## Task directions
Copy every line of the data exactly, keeping out any picture.

(Data supplied begins)

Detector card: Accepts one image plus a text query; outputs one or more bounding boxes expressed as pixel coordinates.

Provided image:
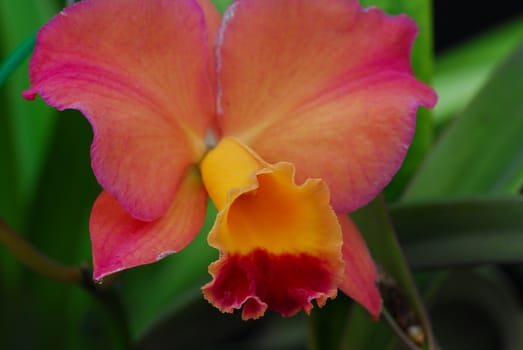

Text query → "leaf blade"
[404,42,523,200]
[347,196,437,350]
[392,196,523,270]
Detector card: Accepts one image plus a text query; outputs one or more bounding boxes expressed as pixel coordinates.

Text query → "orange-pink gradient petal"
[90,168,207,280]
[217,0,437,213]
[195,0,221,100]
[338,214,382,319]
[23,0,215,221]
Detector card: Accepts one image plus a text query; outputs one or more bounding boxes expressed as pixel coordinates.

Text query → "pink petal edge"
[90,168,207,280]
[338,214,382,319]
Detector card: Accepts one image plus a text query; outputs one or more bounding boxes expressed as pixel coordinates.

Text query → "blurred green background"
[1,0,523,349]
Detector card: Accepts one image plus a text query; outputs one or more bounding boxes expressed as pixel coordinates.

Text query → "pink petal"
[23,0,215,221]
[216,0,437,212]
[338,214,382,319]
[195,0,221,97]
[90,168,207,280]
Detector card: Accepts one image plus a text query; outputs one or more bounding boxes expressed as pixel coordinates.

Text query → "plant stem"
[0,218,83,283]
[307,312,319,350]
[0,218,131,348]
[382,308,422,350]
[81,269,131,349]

(Data supplied ends)

## Problem solution
Detector card: Accepts one image plus a text query; outputs one or more bounding boxes expressed as pixel coordinates.

Provided image:

Text query → "leaf blade"
[404,42,523,200]
[347,196,437,350]
[392,196,523,270]
Detector card: Accepts one image plus a text query; outputs one or more bounding boxes expressed as pixel coordinates.

Text query → "orange-pink gradient petal"
[90,168,207,280]
[217,0,437,213]
[195,0,221,100]
[338,214,382,319]
[23,0,215,221]
Detector card: Accepts one image plus a text query; outputs one or more bounding boxes expressed as pixel coordinates.

Text query → "pink petal edge"
[90,168,207,280]
[338,214,382,319]
Detector card: Accepts one image plus a text query; outputs one or more bounding boxes expressed as pixel coordinates.

Text query → "blurred green background"
[1,0,523,349]
Detector card: Accepts one image plus a text query; outputs one or more bounding boxes expressed as pixel coordinates.

Text query → "pink petal"
[23,0,215,221]
[216,0,437,212]
[338,214,382,319]
[195,0,221,97]
[90,168,207,280]
Detector card: Accepts one image plus a text query; outputs one or more bounding boxes expressed as pixel coordinates.

Text query → "plant stem"
[0,218,83,283]
[307,312,319,350]
[0,218,131,348]
[382,308,422,350]
[81,269,131,349]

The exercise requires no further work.